● WHAT IS NEEDED:
Every line in the entries where "below" is found should be copied.

[Spatial localization data]
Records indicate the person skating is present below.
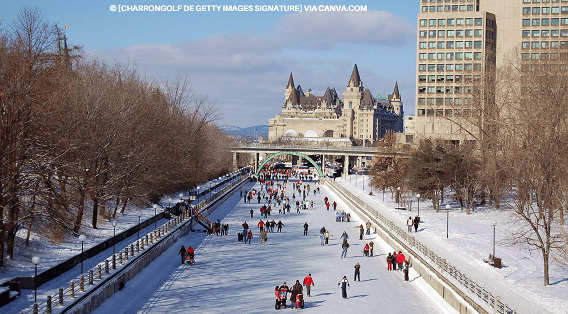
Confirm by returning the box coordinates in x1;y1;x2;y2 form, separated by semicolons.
346;212;351;222
404;261;410;281
276;220;285;232
303;222;309;236
246;230;253;244
260;229;267;245
365;220;371;235
369;241;374;256
341;239;350;258
413;216;420;232
392;251;398;270
354;262;361;281
359;224;364;240
185;246;195;264
275;286;282;310
387;253;393;271
242;221;248;236
290;280;302;309
250;208;254;218
338;276;350;298
397;251;406;271
178;245;186;264
324;230;332;245
279;283;290;309
303;274;314;297
407;216;413;232
333;201;337;210
258;219;265;232
363;243;370;257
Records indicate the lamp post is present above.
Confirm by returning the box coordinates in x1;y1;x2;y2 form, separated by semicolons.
491;222;497;260
197;186;200;204
112;221;117;255
445;204;451;239
153;204;158;229
137;213;142;240
362;172;365;190
32;256;41;303
78;234;86;274
168;197;171;209
416;193;421;217
397;187;401;207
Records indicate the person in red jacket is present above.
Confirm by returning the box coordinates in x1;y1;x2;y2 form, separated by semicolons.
258;219;265;232
185;246;195;264
396;251;406;271
246;230;253;244
303;274;314;297
363;243;370;257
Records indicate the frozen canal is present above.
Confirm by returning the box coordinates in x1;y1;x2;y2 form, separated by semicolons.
93;181;458;314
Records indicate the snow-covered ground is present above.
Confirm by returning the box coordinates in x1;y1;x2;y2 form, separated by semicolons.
336;175;568;314
0;179;236;314
6;173;563;314
92;181;459;314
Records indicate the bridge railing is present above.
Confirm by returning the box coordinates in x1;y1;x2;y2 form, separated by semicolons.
326;180;517;314
233;143;380;152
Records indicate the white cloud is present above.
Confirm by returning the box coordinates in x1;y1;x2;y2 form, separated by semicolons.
273;10;414;49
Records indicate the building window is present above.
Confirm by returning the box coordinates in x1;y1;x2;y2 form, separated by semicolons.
420;31;428;38
349;101;352;108
448;18;455;26
428;64;436;71
429;41;436;48
533;18;541;25
418;109;426;116
457;30;464;37
447;52;454;59
437;64;445;71
428;98;435;105
437;75;445;82
533;41;541;48
446;86;454;93
428;53;436;60
552;18;560;25
464;64;473;71
446;64;454;71
456;64;464;71
438;53;445;59
523;7;531;14
474;52;482;59
543;7;551;14
429;30;437;37
419;53;427;60
419;64;427;71
474;41;483;48
438;30;446;37
428;87;436;93
475;29;483;37
428;75;435;82
456;52;464;59
533;30;541;37
438;19;446;26
523;19;531;26
429;19;436;26
447;30;455;37
523;30;531;37
475;18;483;25
465;30;473;37
420;19;427;26
466;18;474;25
465;41;473;48
419;75;426;82
446;75;454;82
418;86;426;93
457;18;464;25
543;18;550;25
420;42;427;49
552;7;560;13
418;98;426;105
533;7;541;14
465;52;473;59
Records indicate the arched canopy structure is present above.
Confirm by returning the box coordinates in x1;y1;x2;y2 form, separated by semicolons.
256;151;324;177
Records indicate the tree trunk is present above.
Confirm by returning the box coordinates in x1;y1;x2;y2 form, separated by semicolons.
543;249;550;286
120;197;128;214
73;190;85;235
25;217;32;246
92;196;99;229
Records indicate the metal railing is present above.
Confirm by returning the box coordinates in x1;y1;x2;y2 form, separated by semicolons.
326;180;516;314
233;143;380;153
18;174;250;314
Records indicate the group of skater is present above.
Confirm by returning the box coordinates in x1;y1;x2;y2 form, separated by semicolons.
274;274;314;310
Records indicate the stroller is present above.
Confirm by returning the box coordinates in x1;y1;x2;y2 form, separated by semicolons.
296;293;304;309
185;254;195;265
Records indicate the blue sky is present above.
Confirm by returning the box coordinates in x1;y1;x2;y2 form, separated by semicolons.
1;0;418;127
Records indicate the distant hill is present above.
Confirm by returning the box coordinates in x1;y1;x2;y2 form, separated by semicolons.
220;125;268;140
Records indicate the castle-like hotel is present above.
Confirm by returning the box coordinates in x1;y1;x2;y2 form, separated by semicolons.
268;65;404;145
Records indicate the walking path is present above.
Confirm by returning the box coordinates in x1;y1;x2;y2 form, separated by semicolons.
93;180;459;314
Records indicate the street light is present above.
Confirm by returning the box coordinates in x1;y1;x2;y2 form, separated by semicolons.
445;204;451;239
197;186;200;204
491;222;497;260
168;197;171;208
32;256;41;304
416;193;421;217
112;221;117;255
78;234;86;274
137;213;142;240
153;204;158;230
397;187;401;207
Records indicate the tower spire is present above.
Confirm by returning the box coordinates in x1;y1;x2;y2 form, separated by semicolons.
287;72;295;89
348;64;362;87
392;81;401;99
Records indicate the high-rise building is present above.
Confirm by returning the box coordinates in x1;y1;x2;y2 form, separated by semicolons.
406;0;568;145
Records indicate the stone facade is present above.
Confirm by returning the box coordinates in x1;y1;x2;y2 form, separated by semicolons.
268;64;404;145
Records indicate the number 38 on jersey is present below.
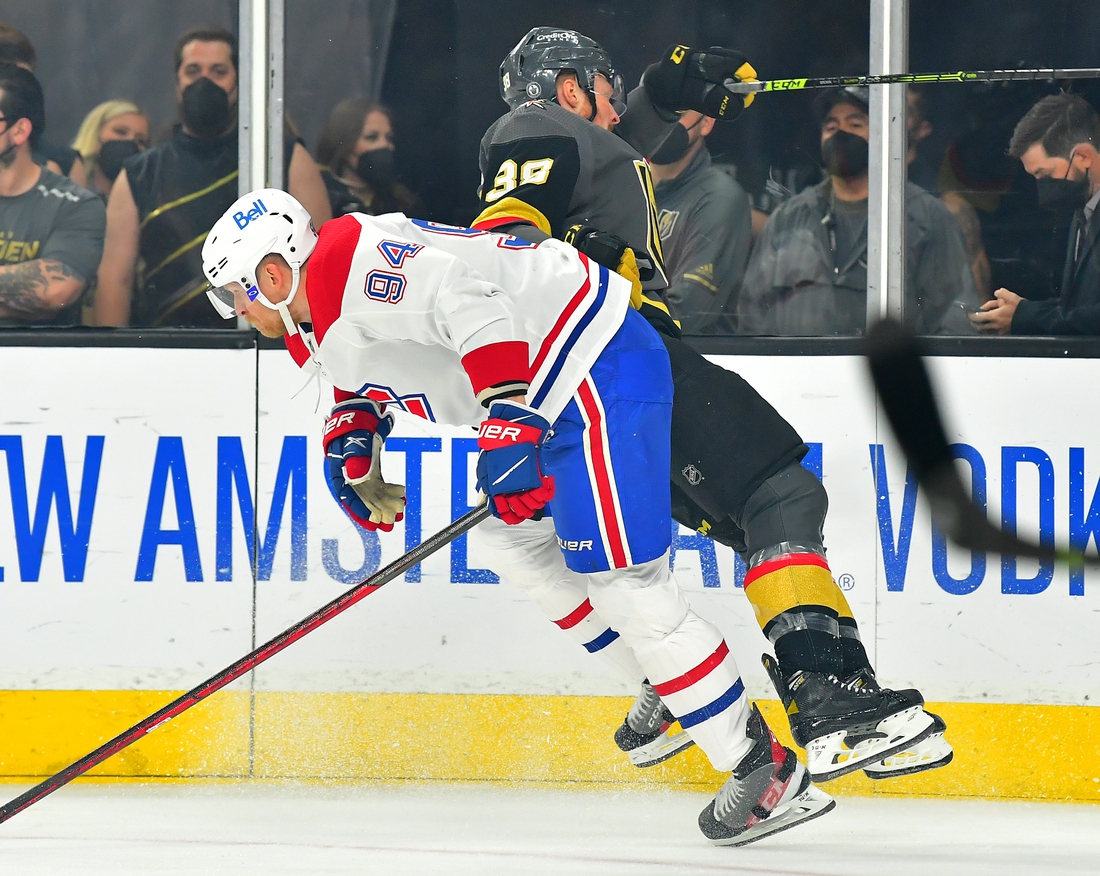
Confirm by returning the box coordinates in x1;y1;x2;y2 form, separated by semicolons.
484;157;555;202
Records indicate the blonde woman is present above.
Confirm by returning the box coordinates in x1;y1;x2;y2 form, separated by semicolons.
72;100;150;198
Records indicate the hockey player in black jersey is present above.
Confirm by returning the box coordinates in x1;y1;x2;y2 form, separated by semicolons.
472;27;952;789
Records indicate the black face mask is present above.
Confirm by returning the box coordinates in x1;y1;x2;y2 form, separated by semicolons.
355;147;396;189
822;129;869;179
650;116;705;166
97;139;141;181
1035;167;1090;214
181;77;232;138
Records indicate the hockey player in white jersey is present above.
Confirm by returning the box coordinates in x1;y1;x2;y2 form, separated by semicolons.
201;189;834;845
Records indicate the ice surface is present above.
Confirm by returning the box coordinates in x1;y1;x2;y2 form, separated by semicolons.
2;782;1099;875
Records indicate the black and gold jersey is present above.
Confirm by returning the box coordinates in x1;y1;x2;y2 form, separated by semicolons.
475;100;668;292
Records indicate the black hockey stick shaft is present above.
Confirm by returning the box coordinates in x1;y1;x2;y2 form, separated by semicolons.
0;503;492;826
864;319;1096;565
727;66;1100;94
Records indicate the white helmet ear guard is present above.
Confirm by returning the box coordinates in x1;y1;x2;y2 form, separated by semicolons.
202;188;318;320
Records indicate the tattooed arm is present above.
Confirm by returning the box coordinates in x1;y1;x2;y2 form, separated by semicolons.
942;191;992;302
0;259;87;320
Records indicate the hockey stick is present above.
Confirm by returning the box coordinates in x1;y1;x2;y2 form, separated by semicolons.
0;503;492;826
726;66;1100;95
865;318;1097;565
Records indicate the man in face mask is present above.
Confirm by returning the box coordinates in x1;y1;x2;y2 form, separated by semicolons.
95;26;331;328
176;34;238;139
740;87;979;336
648;110;752;334
971;94;1100;335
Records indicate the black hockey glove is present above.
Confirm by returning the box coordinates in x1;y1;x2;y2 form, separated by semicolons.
563;224;643;302
563;224;681;339
644;45;758;120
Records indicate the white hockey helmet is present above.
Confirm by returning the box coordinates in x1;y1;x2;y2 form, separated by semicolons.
202;188;318;330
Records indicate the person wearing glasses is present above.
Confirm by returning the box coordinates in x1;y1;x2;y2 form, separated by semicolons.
0;63;104;327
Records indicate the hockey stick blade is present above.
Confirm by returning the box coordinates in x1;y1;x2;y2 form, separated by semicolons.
726;66;1100;94
865;318;1096;565
0;503;492;826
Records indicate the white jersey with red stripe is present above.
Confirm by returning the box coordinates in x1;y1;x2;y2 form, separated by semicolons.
298;213;630;426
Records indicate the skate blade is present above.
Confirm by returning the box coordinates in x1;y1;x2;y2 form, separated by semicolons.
629;726;695;767
807;706;936;782
864;732;954;779
712;784;836;848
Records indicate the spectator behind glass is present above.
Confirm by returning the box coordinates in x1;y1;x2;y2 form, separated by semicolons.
95;26;331;328
907;86;991;299
0;23;86;186
971;94;1100;336
71;100;149;200
739;86;979;336
647;110;751;335
0;63;105;327
315;98;422;218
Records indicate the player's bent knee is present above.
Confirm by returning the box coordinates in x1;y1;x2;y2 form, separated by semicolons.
586;555;691;641
472;514;568;594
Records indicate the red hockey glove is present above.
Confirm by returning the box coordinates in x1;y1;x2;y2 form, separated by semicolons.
475;401;555;525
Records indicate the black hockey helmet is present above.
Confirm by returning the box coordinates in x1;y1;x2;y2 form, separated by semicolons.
500;27;625;116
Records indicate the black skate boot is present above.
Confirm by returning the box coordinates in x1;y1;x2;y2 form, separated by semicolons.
762;654;935;782
614;681;695;767
698;703;835;847
843;668;954;779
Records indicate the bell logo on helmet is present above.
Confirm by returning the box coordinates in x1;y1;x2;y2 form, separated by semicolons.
233;199;269;229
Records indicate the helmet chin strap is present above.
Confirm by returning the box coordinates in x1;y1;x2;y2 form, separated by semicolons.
277;301;297;338
253;263;320;368
256;263;302;337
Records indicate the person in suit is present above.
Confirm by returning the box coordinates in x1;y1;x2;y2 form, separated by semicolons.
971;94;1100;335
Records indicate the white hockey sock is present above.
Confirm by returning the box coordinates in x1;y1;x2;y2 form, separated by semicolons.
588;554;755;771
471;515;645;682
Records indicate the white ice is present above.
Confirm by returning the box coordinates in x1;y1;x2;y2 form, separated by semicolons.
3;782;1099;875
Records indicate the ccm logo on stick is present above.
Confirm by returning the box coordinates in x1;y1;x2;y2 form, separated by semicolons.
479;423;523;442
233;199;268;228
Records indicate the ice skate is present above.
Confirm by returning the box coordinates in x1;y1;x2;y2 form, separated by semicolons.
842;669;954;779
698;703;835;846
762;654;935;782
614;681;695;767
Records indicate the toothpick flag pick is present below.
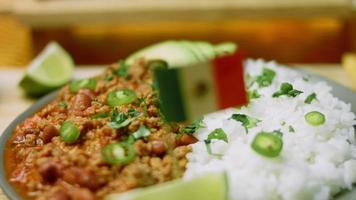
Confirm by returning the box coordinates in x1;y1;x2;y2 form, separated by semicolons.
153;50;248;122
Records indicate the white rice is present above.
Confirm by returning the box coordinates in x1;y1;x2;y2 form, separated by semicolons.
183;59;356;200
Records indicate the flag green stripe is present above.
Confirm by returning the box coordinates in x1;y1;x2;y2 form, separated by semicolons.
154;68;187;122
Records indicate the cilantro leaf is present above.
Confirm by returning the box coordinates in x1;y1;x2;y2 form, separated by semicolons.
256;68;276;87
115;61;129;79
59;101;68;109
132;125;150;139
273;82;303;98
91;112;109;119
108;109;137;129
207;128;228;143
248;89;260;100
128;108;140;118
204;139;223;158
182;118;205;134
104;74;114;81
304;92;317;104
231;114;260;131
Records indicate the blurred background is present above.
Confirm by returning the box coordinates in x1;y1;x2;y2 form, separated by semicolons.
0;0;355;66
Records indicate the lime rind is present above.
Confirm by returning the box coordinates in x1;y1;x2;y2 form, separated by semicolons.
105;172;227;200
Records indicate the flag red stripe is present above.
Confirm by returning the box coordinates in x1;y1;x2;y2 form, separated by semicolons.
212;51;248;109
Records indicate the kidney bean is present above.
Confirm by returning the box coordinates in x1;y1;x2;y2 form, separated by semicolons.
38;161;61;183
62;167;100;191
151;140;167;155
176;134;198;146
73;93;92;111
41;124;58;143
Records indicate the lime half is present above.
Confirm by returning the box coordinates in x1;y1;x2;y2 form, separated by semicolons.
105;172;228;200
19;41;74;97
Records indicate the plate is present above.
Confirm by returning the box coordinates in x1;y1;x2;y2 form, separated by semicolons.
0;69;355;200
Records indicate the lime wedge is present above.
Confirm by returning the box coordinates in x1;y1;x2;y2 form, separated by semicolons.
105;172;228;200
19;41;74;97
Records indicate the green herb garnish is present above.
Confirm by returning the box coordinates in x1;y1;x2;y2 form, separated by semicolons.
128;108;140;118
255;68;276;87
59;101;68;109
136;97;148;116
288;125;295;133
272;130;283;138
204;139;223;158
231;114;260;132
248;89;260;100
132;125;150;139
107;109;137;129
272;82;303;98
114;61;129;79
204;128;227;157
104;74;114;81
182;118;205;134
305;111;325;126
304;92;317;104
91;112;109;119
207;128;228;143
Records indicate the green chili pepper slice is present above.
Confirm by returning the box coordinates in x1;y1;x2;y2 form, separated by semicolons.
60;121;80;144
102;142;136;165
305;111;325;126
69;78;97;93
251;132;283;158
107;89;137;107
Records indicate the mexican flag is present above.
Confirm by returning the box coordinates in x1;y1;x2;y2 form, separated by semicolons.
154;51;248;122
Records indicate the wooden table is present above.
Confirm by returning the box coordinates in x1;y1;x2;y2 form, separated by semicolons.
0;64;354;200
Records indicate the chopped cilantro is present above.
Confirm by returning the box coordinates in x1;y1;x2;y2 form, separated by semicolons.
304;92;317;104
248;89;260;100
204;139;223;158
91;112;109;119
136;97;148;116
107;109;137;129
288;125;295;133
59;101;68;109
204;128;227;157
256;68;276;87
231;114;260;132
272;130;283;138
114;61;129;79
128;108;140;118
182;118;205;134
273;82;303;98
104;74;114;81
207;128;228;143
132;125;150;139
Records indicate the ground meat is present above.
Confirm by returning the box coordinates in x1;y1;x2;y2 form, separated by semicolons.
38;161;62;184
62;167;100;191
5;60;192;200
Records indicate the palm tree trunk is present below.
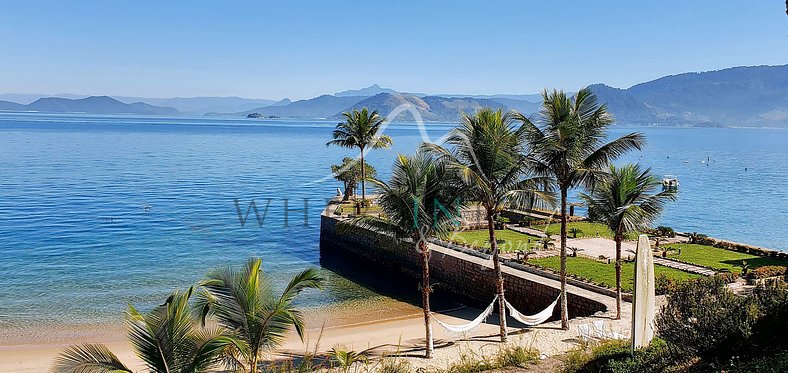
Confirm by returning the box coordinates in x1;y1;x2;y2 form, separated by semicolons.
419;240;434;358
359;147;366;202
615;235;622;320
250;354;258;373
487;211;507;342
559;187;569;330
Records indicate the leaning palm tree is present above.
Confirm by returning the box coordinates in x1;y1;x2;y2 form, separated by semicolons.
52;287;244;373
581;164;676;319
425;108;553;342
326;108;393;202
197;258;323;373
341;151;463;358
515;88;645;329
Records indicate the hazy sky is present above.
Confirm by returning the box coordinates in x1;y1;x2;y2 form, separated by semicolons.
1;1;787;100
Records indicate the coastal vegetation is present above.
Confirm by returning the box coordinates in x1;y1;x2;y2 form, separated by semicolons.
562;277;788;372
331;157;377;201
197;258;323;373
425;107;553;342
516;88;645;330
581;164;676;319
53;258;323;373
53;286;246;373
339;151;464;358
327;108;393;202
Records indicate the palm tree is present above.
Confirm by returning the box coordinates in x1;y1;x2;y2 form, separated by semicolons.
425;108;553;342
581;164;676;319
341;152;463;358
326;108;393;202
516;88;645;329
537;235;554;251
53;287;244;373
568;227;583;238
331;157;376;201
197;258;323;373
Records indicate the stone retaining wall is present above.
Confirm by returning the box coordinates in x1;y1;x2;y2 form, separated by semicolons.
320;210;608;318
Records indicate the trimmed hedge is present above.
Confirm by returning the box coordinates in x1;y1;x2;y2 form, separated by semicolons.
747;266;788;280
694;235;788;261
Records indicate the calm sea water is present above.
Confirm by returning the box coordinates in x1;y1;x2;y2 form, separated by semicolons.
0;113;785;334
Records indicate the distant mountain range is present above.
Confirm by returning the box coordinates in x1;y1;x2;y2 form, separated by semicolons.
0;96;179;116
3;65;788;126
589;65;788;127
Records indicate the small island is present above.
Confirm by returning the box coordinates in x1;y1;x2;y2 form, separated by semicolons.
247;112;280;119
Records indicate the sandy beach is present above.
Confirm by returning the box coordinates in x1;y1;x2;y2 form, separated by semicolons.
0;295;632;372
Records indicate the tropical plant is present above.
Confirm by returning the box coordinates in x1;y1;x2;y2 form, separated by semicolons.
569;247;584;257
326;108;393;202
537;235;554;251
581;164;676;319
331;157;377;201
687;231;708;244
568;227;583;238
424;107;554;342
328;346;367;372
197;258;323;373
516;88;645;329
52;287;244;373
656;225;675;238
339;151;463;358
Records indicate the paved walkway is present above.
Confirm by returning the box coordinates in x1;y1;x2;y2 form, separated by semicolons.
652;256;716;276
427;241;620;312
507;225;548;238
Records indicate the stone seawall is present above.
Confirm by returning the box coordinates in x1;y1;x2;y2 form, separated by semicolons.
320;208;611;319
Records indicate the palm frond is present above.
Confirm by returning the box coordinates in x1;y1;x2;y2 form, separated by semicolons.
52;344;132;373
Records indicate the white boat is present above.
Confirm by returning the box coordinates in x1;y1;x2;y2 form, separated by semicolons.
662;175;679;190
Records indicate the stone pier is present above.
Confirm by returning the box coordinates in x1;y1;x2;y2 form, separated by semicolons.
320;202;617;318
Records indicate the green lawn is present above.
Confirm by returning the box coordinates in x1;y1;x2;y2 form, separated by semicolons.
448;229;539;253
529;256;699;292
335;203;383;215
664;243;786;274
530;221;642;240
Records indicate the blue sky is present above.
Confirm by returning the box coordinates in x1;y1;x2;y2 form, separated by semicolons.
1;1;786;100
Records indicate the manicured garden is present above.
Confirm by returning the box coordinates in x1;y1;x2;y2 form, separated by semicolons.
529;256;699;292
665;243;786;274
448;228;539;253
530;221;641;240
334;202;383;216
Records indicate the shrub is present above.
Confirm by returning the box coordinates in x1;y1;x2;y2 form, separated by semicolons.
605;339;676;373
376;358;413;373
561;339;675;373
654;276;758;360
656;226;675;238
655;273;680;295
494;345;539;368
586;277;788;372
715;271;738;283
746;266;787;280
725;351;788;373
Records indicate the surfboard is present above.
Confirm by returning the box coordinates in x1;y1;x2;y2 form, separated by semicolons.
631;234;655;351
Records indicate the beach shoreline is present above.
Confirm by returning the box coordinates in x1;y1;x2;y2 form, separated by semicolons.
0;297;632;373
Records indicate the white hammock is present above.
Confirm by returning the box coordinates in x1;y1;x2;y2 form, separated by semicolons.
433;295;498;333
505;296;560;326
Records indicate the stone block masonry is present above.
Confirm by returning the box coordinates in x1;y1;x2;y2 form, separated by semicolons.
320;204;614;319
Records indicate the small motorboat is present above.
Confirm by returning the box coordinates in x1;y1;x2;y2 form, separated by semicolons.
662;175;679;190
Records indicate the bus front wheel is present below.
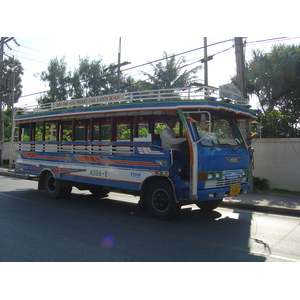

● FINAL ANSWER:
Records indicate the person skating is present below.
Records indicate the number 38 on jersey is present below.
Records indicate the toothpick flag pick is present below.
Records indicate the palm tree trunk is present below.
Records indicate the bus front wheel is present below.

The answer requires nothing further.